__WORK REQUEST__
Could you restate the data below word for word, without its pictures?

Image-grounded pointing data
************

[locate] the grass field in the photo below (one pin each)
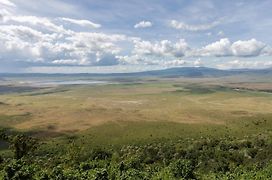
(76, 108)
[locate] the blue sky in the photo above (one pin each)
(133, 35)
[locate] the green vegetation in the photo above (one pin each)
(187, 158)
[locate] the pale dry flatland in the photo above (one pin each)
(81, 107)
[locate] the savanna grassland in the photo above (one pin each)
(137, 128)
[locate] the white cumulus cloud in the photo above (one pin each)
(143, 24)
(81, 22)
(200, 27)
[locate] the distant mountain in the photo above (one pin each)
(171, 72)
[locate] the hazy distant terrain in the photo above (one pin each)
(75, 116)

************

__RESULT OF THE EXERCISE__
[locate] the grass field in the photo below (one pin each)
(76, 108)
[locate] the blue sky in the photo above (one pin each)
(133, 35)
[locate] the green vegetation in the photo above (one pin each)
(187, 158)
[locate] the pale dry flatland in the photo above (one pin each)
(81, 107)
[locate] the savanna grassland in the photo above (one pin each)
(137, 128)
[locate] the white cumulus cloud in the photo above (one pin each)
(143, 24)
(81, 22)
(200, 27)
[locate] the distant mountain in the photo above (one pin each)
(171, 72)
[locate] the hazy distant terrain in the photo above (one pin each)
(75, 116)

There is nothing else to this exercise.